# Excerpt:
-=-=-=-=-

Final answer:
When both glucose and lactose are present, the lac operon exhibits limited transcription due to glucose's inhibition of cAMP production and therefore CAP binding. However, the presence of allolactose allows for a low level of lac operon transcription by preventing the lac repressor from binding to the operator. Full operon activation requires low glucose levels, which is not the case in this scenario.
Step-by-step explanation:
When both glucose and lactose are present, the regulation of the lac operon in E. coli is subject to intricate control. Glucose's presence inhibits the lac operon because E. coli prefers to use glucose over lactose. However, lactose triggers a different mechanism. The metabolite allolactose, which is derived from lactose, binds to the lac repressor, changing its shape and preventing it from binding to the operator site. This change allows for a low level of transcription of the lac operon even when glucose is present. However, the operon is not fully activated because the presence of glucose prevents the production of cyclic AMP (cAMP), which is necessary for the binding of the catabolite activator protein (CAP) to the promoter. Without the cAMP-CAP complex, the operon's transcription isn't dramatically increased.

-=-=-=-=-

# Supplied material:

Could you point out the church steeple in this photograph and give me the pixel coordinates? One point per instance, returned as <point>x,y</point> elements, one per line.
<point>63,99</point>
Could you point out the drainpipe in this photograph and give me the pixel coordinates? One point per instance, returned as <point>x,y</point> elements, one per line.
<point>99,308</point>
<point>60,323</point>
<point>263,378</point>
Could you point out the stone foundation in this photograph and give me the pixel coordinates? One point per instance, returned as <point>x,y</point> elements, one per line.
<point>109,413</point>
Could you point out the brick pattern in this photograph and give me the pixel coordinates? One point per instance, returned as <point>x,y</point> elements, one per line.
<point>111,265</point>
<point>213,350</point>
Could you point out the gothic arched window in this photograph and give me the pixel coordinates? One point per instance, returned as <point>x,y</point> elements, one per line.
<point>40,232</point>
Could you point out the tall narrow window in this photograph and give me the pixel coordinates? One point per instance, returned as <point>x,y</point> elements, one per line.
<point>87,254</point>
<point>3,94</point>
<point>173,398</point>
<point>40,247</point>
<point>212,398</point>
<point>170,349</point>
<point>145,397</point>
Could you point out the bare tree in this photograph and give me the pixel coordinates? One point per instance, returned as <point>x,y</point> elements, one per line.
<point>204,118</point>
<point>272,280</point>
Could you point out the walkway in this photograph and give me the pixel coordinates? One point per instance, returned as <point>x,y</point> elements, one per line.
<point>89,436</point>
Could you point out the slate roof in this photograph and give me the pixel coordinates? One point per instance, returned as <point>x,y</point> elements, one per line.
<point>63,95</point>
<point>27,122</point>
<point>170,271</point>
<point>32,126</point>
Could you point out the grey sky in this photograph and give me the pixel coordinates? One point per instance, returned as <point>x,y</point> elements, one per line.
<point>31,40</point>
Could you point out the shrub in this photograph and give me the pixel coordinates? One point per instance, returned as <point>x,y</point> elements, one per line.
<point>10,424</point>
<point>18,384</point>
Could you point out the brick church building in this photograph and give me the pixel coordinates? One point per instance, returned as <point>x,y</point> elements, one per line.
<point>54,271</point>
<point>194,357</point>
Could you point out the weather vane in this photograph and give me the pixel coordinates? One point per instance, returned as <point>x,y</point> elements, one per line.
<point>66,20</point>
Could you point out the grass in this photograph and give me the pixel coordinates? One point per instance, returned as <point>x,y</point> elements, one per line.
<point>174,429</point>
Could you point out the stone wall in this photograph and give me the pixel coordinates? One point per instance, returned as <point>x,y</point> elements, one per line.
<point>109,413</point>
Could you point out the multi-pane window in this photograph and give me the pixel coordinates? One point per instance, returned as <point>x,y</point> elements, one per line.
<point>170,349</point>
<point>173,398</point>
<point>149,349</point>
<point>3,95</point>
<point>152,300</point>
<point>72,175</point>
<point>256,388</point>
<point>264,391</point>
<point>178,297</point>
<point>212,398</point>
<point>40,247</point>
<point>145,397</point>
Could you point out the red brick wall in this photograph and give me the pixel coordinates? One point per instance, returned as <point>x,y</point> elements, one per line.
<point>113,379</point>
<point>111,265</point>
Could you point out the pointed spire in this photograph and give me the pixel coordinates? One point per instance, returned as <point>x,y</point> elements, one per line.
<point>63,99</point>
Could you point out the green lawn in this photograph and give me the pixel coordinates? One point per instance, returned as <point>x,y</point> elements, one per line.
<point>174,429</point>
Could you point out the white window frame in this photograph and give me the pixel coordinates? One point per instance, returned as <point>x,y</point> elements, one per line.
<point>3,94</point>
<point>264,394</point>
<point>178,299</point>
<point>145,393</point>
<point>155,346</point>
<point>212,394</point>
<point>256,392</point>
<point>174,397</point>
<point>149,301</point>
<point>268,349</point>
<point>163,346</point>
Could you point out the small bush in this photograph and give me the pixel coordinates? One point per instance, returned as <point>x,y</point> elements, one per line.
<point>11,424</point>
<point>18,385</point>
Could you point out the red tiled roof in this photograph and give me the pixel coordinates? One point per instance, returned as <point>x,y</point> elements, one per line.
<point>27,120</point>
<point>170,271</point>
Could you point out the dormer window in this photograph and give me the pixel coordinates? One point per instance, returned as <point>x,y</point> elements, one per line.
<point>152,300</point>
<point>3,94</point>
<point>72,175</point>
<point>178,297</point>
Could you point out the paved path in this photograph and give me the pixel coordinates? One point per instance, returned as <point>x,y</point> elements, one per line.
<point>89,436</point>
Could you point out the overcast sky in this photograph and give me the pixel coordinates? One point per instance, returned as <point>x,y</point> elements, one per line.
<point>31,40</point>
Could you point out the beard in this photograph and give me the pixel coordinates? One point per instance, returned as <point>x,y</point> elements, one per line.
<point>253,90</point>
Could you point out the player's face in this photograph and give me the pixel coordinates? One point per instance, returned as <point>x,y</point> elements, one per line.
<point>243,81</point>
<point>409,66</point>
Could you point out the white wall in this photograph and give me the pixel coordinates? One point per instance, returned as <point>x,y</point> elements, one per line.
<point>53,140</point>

-=-=-=-=-

Can you carry the lac operon explanation forward from its final sentence with the next part of the text?

# Answer box:
In effect, under these conditions, the lac operon is transcribed at a reduced rate, producing a small number of enzymes necessary for lactose processing. The cell remains primed for the utilization of lactose without committing to the full expression of the lac operon unless glucose levels become sufficiently depleted to elevate cAMP levels and activate CAP, leading to the full activation of the operon. This regulation ensures the efficient use of energy resources by E. coli.